Problem statement:
Copy every line of the data that contains the string "beak".

··· Material provided ···

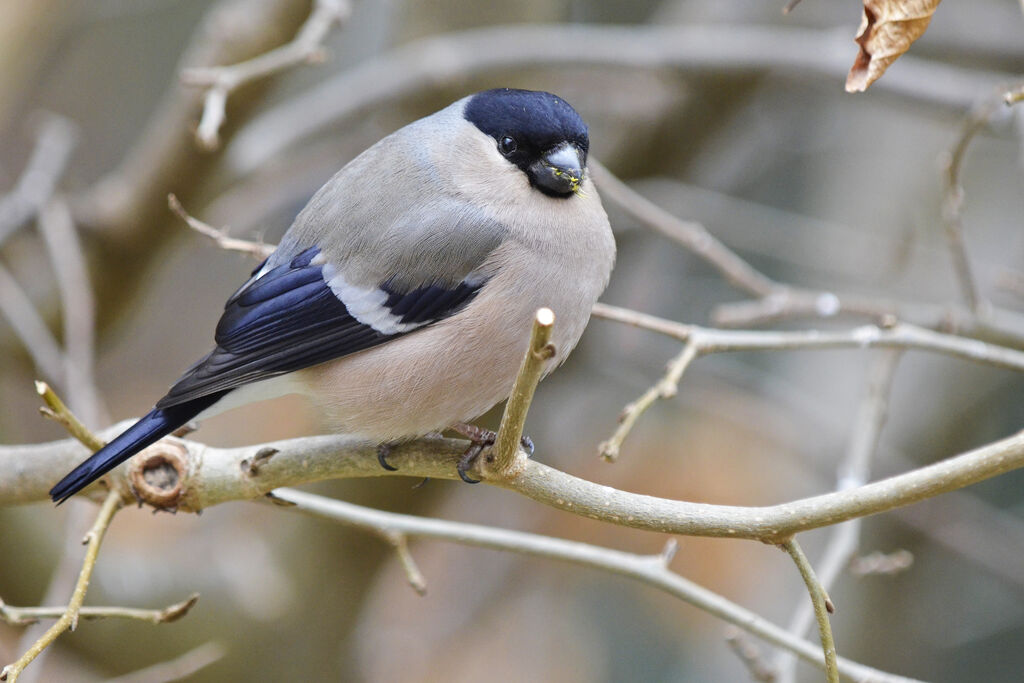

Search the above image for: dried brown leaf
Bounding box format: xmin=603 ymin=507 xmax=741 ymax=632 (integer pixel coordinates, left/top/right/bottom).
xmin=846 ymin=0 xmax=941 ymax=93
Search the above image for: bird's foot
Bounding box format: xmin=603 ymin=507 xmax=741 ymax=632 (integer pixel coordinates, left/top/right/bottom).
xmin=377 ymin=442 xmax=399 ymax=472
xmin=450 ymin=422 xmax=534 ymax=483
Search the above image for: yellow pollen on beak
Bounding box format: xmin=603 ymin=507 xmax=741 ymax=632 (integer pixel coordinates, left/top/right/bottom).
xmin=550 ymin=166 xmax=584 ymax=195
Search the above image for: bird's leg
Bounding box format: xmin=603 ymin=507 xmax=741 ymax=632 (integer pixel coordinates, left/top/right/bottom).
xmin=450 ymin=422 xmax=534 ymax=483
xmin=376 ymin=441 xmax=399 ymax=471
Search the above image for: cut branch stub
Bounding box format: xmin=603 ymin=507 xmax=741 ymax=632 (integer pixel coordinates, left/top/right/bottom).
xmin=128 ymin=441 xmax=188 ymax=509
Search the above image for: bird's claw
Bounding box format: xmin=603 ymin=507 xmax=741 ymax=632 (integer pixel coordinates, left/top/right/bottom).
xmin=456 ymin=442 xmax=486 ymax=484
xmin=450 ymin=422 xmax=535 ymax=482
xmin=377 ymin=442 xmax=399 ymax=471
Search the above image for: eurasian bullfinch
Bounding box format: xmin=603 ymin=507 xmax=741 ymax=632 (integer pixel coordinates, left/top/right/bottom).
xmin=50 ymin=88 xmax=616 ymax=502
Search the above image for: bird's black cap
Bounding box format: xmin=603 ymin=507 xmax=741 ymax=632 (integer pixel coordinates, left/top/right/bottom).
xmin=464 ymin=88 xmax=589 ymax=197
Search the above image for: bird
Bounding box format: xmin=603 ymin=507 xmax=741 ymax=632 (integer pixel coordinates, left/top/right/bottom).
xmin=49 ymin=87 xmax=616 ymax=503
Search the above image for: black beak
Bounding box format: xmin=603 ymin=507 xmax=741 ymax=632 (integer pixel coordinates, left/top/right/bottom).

···

Solution for this task:
Search the above image for: yellow pollen on beak
Search the above image for: black beak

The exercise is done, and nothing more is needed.